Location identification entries
## BEGIN
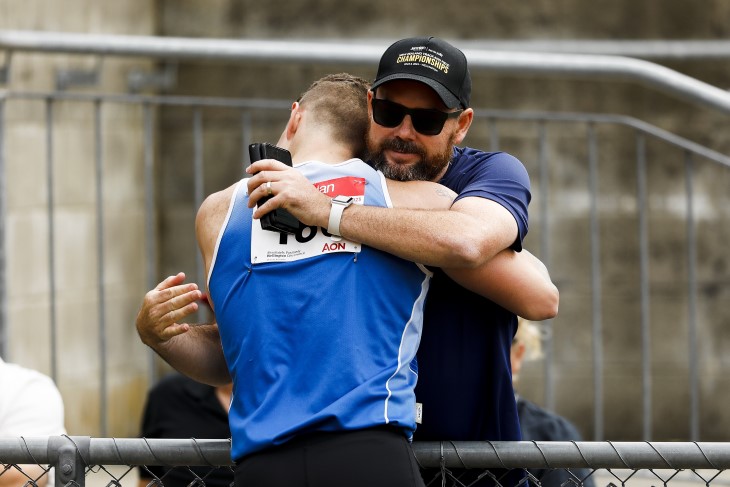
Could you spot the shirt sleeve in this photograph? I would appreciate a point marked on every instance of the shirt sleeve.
(36, 409)
(502, 178)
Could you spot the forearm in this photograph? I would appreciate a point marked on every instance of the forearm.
(197, 353)
(518, 282)
(438, 238)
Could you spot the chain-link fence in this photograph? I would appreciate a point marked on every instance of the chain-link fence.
(81, 460)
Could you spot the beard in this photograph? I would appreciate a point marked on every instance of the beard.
(427, 168)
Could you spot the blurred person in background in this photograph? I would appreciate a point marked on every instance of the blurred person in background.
(30, 405)
(537, 423)
(179, 407)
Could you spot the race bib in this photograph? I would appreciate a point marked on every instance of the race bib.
(268, 246)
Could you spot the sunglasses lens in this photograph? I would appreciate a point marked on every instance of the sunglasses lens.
(387, 114)
(428, 122)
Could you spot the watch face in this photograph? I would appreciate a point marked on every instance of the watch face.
(343, 199)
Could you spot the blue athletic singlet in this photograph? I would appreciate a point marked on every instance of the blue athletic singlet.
(318, 332)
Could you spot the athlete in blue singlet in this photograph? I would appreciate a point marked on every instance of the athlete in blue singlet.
(294, 424)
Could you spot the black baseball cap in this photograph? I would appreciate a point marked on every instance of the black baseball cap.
(429, 60)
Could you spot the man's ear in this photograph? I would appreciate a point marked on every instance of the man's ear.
(463, 123)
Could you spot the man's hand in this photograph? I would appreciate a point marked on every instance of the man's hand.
(289, 190)
(163, 307)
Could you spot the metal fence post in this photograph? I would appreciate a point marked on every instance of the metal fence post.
(69, 455)
(3, 193)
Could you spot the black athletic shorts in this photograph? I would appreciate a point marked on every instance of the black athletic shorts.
(377, 457)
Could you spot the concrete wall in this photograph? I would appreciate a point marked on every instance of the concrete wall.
(79, 358)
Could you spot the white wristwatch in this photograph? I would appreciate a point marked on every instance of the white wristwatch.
(339, 203)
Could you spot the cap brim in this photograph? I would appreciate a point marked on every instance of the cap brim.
(446, 96)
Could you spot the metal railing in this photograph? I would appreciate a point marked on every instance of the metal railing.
(600, 463)
(602, 67)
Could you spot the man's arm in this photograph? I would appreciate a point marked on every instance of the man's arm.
(194, 350)
(467, 235)
(517, 281)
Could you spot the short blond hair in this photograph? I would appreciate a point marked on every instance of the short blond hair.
(339, 101)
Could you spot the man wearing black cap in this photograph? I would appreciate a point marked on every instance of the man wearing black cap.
(419, 108)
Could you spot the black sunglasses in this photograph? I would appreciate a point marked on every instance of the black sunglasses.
(426, 121)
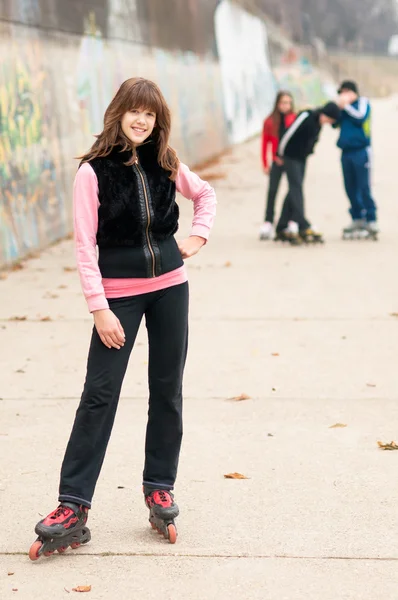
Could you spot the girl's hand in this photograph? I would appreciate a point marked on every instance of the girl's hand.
(190, 246)
(109, 328)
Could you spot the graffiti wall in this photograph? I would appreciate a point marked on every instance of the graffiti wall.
(310, 86)
(218, 65)
(55, 85)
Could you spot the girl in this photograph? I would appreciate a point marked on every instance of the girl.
(125, 203)
(274, 128)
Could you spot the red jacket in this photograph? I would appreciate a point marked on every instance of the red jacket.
(269, 137)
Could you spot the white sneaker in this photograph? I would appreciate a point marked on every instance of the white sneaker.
(372, 227)
(267, 231)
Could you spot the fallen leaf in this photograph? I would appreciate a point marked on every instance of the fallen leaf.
(235, 476)
(390, 446)
(241, 398)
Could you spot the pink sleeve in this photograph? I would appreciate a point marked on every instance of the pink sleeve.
(85, 219)
(204, 200)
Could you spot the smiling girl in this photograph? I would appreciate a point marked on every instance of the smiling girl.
(125, 203)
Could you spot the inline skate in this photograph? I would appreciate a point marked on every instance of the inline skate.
(311, 236)
(65, 526)
(162, 512)
(373, 230)
(290, 234)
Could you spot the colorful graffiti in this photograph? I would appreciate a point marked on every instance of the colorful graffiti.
(32, 205)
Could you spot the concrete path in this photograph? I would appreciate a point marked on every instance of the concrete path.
(306, 332)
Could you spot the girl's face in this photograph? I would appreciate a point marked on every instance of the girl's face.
(285, 105)
(138, 124)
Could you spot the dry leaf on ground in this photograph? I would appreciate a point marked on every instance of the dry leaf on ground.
(390, 446)
(241, 398)
(235, 476)
(17, 267)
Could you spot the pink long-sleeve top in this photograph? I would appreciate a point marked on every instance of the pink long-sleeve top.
(85, 216)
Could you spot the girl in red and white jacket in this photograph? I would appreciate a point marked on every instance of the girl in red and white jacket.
(274, 128)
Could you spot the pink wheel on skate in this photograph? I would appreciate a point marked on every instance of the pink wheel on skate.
(34, 550)
(172, 531)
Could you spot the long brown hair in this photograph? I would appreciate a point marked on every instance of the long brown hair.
(275, 116)
(136, 93)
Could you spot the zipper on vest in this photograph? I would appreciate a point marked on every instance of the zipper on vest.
(148, 213)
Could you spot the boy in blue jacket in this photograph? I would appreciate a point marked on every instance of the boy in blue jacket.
(355, 143)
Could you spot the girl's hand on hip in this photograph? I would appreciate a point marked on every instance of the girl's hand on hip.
(109, 328)
(190, 246)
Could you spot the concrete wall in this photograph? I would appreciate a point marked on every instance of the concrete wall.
(61, 62)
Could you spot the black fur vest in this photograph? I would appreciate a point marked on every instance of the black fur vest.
(137, 216)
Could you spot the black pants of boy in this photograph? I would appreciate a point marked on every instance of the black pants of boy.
(293, 207)
(274, 181)
(166, 315)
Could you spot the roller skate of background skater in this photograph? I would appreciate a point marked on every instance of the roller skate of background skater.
(296, 145)
(295, 237)
(356, 160)
(275, 126)
(64, 527)
(124, 203)
(162, 512)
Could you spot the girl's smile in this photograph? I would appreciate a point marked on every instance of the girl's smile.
(137, 125)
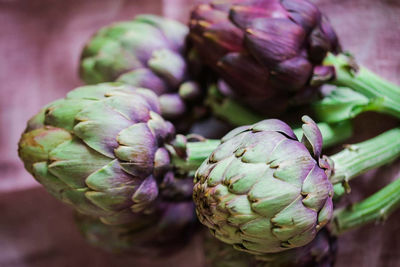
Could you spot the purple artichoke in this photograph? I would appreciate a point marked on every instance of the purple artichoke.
(266, 50)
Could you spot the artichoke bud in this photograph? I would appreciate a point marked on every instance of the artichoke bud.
(102, 150)
(264, 191)
(147, 52)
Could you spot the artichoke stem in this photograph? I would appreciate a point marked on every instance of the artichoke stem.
(332, 134)
(359, 158)
(375, 208)
(384, 95)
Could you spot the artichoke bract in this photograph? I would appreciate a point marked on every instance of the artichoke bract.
(320, 252)
(265, 50)
(262, 190)
(146, 52)
(102, 150)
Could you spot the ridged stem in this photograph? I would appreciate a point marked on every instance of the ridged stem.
(384, 95)
(372, 209)
(359, 158)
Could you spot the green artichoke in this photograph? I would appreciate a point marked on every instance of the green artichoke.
(262, 190)
(103, 151)
(320, 252)
(146, 52)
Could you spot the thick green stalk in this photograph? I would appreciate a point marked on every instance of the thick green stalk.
(384, 96)
(332, 134)
(373, 209)
(359, 158)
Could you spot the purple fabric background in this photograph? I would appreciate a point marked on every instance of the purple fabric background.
(40, 45)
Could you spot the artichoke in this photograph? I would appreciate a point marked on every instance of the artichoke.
(265, 50)
(320, 252)
(146, 52)
(262, 190)
(103, 151)
(276, 53)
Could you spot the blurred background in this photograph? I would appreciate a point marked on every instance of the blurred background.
(40, 47)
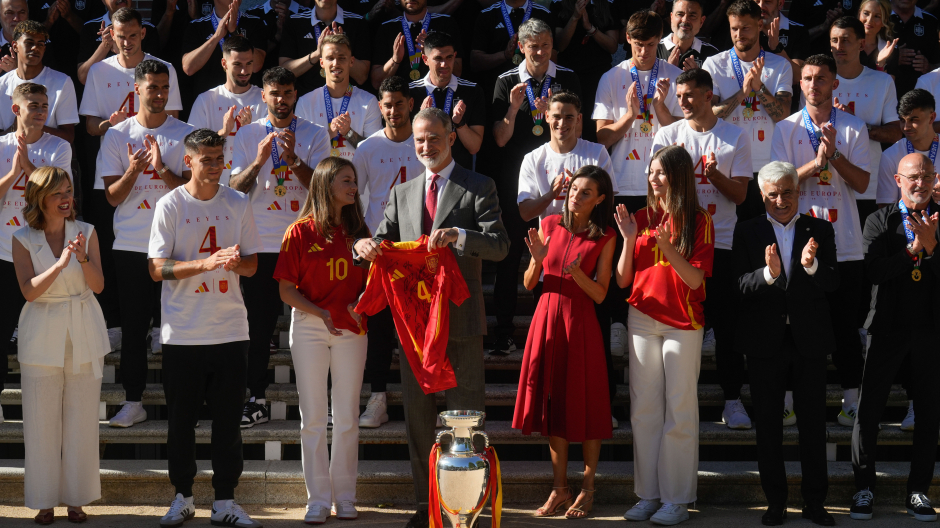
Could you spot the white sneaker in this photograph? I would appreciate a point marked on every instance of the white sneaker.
(345, 510)
(907, 424)
(131, 413)
(114, 338)
(376, 412)
(181, 510)
(156, 346)
(734, 416)
(232, 515)
(671, 514)
(316, 515)
(618, 339)
(708, 343)
(642, 510)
## END
* **WHAT THE TASK ASKS**: Rewrite the records starting at the line that contains "Could you spot the ridged" and ending at the final line of the records, keeping the requests and shifting every point coordinate by adding 115 to each of its numbers. Leave the pictures out of your answer.

* **RESULT**:
Could you spot the ridged stem in this photograph? I would appreciate a point marked on every instance of the ridged stem.
(499, 210)
(487, 324)
(474, 273)
Could you spot the green artichoke in this photograph? I would appreciate a point marked on every instance of the green artichoke.
(377, 305)
(218, 266)
(435, 367)
(261, 167)
Could you spot the thick green stalk in this photograph? I would appreciate a point marked on every instance of the thick green stalk.
(499, 211)
(447, 249)
(488, 324)
(474, 273)
Could you spot the purple fabric background in this photograph? I would appreciate a point marked on every instance of the purple fabric background.
(155, 160)
Could you spot the artichoke in this photograph? I would appreciate a point marked on every instance of the artichoke.
(380, 165)
(435, 367)
(261, 167)
(377, 305)
(218, 266)
(391, 168)
Could you spot the blurred background in this photograph? I would appreciate a point marked on every instance of the blurred background.
(155, 162)
Could you spot the white sneaker in this photograph? I would appreciate a point marked on every instance of the white sneaker.
(460, 625)
(1022, 539)
(246, 528)
(229, 453)
(491, 527)
(296, 625)
(271, 461)
(849, 531)
(347, 630)
(786, 629)
(431, 630)
(733, 454)
(823, 458)
(757, 625)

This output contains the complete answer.